TSKJ is a private limited liability company registered in Madeira, Portugal whose members are Technip SA of France, Snamprogetti Netherlands B.V. (a subsidiary of Saipem SpA of Italy), JGC Corporation of Japan, and Kellogg Brown & Root LLC (a subsidiary of KBR), each of which had an approximate 25% interest in the venture.  TSKJ and other similarly owned entities entered into various contracts to build and expand the liquefied natural gas project for Nigeria LNG Limited, which is owned by the Nigerian National Petroleum Corporation, Shell Gas B.V., Cleag Limited (an affiliate of Total), and Agip International B.V. (an affiliate of ENI SpA of Italy).
DOJ and SEC investigations resolved.  In February 2009, the FCPA investigations by the DOJ and the SEC were resolved with respect to KBR and us.  The DOJ and SEC investigations resulted from allegations of improper payments to government officials in Nigeria in connection with the construction and subsequent expansion by TSKJ of a multibillion dollar natural gas liquefaction complex and related facilities at Bonny Island in Rivers State, Nigeria.
The DOJ investigation was resolved with respect to us with a non-prosecution agreement in which the DOJ agreed not to bring FCPA or bid coordination-related charges against us with respect to the matters under investigation, and in which we agreed to continue to cooperate with the DOJ’s ongoing investigation and to refrain from and self-report certain FCPA violations.  The DOJ agreement does not provide a monitor for us.
As part of the resolution of the SEC investigation, we have retained an independent consultant to conduct a 60-day review and evaluation of our internal controls and record-keeping policies as they relate to the FCPA, and we will adopt any necessary anti-bribery and foreign agent internal controls and record-keeping procedures recommended by or agreed upon with the independent consultant. In 2010, the independent consultant will perform a 30-day, follow-up review to confirm that we have implemented the recommendations and continued the application of our current policies and procedures.
KBR has agreed that our indemnification obligations with respect to the DOJ and SEC FCPA investigations have been fully satisfied.
Other matters.  In addition to the DOJ and the SEC investigations, we are aware of other investigations in France, Nigeria, United Kingdom, and Switzerland regarding the Bonny Island project.
The settlements and the other ongoing investigations could result in third-party claims against us, which may include claims for special, indirect, derivative or consequential damages, damage to our business or reputation, loss of, or adverse effect on, cash flow, assets, goodwill, results of operations, business prospects, profits or business value or claims by directors, officers, employees, affiliates, advisors, attorneys, agents, debt holders, or other interest holders or constituents of us or our current or former subsidiaries.
Our indemnity of KBR continues with respect to other investigations within the scope of our indemnity. Our indemnification obligation to KBR does not include losses resulting from third-party claims against KBR, including claims for special, indirect, derivative or consequential damages, nor does our indemnification apply to damage to KBR’s business or reputation, loss of, or adverse effect on, cash flow, assets, goodwill, results of operations, business prospects, profits or business value or claims by directors, officers, employees, affiliates, advisors, attorneys, agents, debt holders, or other interest holders or constituents of KBR or KBR’s current or former subsidiaries.

------------------------

Aim 1 =
Quote the lines of the entries starting with the line that contains "Please pin the green leaf in" and going on through the line that contains "Please pin the gray".

Stored data entries
------------------------

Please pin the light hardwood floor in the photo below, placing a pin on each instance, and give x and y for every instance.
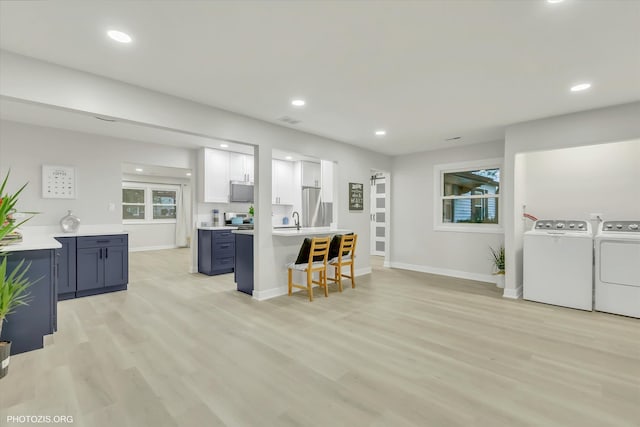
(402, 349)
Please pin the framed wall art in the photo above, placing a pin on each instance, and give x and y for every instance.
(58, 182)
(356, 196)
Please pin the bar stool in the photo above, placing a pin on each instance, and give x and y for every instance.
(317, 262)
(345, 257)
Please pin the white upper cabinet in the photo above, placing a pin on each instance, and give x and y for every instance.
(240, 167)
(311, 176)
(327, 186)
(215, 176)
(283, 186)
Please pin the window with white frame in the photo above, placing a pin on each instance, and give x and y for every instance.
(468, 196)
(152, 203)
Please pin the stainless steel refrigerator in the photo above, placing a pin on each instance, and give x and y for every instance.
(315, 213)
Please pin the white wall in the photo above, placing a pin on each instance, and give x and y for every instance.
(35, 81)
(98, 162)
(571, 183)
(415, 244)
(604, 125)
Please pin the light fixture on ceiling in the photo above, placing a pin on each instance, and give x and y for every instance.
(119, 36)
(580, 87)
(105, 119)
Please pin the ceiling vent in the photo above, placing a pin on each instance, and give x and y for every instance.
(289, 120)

------------------------

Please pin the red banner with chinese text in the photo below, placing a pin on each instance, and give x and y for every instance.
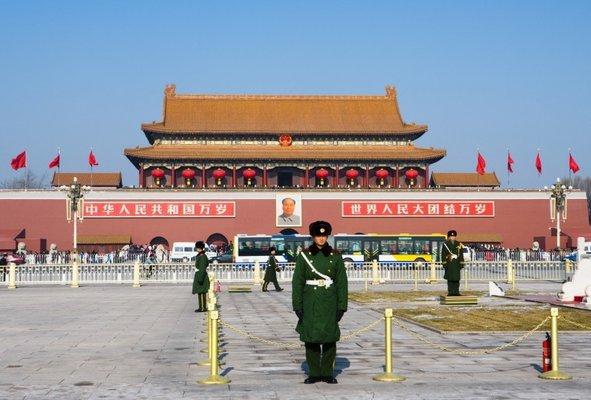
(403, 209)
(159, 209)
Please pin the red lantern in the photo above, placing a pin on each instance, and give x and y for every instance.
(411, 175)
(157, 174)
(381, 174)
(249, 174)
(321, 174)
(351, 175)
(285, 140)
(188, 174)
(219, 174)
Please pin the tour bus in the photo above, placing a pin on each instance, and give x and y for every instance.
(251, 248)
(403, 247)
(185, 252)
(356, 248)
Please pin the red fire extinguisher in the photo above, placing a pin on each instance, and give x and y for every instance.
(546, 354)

------------------------

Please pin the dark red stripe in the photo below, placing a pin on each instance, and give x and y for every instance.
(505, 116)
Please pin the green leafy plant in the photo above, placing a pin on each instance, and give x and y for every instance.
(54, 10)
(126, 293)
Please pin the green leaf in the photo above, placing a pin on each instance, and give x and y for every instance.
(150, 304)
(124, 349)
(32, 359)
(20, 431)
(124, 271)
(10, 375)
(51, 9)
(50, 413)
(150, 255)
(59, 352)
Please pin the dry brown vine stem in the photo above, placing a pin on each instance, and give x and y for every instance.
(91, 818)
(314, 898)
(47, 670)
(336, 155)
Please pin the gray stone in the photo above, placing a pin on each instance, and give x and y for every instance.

------------------------

Aim 2 =
Print the passage about the FCPA investigations word for word, starting with "DOJ and SEC investigations resolved.  In" and going on through "monitor for us.".

Full answer 1 =
Please pin the green leaf in the photo above, placing a pin on each instance, and give x and y for every instance.
(150, 304)
(124, 349)
(32, 359)
(20, 431)
(124, 271)
(10, 375)
(51, 9)
(50, 413)
(150, 255)
(59, 352)
Please pin the dry brown vine stem in the photo above, placing a pin on each instance, and give x and y for every instance.
(91, 818)
(314, 898)
(47, 670)
(336, 155)
Please pin the gray stone in the photo above, placing a pin on each instance, and give x and y for every instance.

Full answer 2 =
DOJ and SEC investigations resolved.  In February 2009, the FCPA investigations by the DOJ and the SEC were resolved with respect to KBR and us.  The DOJ and SEC investigations resulted from allegations of improper payments to government officials in Nigeria in connection with the construction and subsequent expansion by TSKJ of a multibillion dollar natural gas liquefaction complex and related facilities at Bonny Island in Rivers State, Nigeria.
The DOJ investigation was resolved with respect to us with a non-prosecution agreement in which the DOJ agreed not to bring FCPA or bid coordination-related charges against us with respect to the matters under investigation, and in which we agreed to continue to cooperate with the DOJ’s ongoing investigation and to refrain from and self-report certain FCPA violations.  The DOJ agreement does not provide a monitor for us.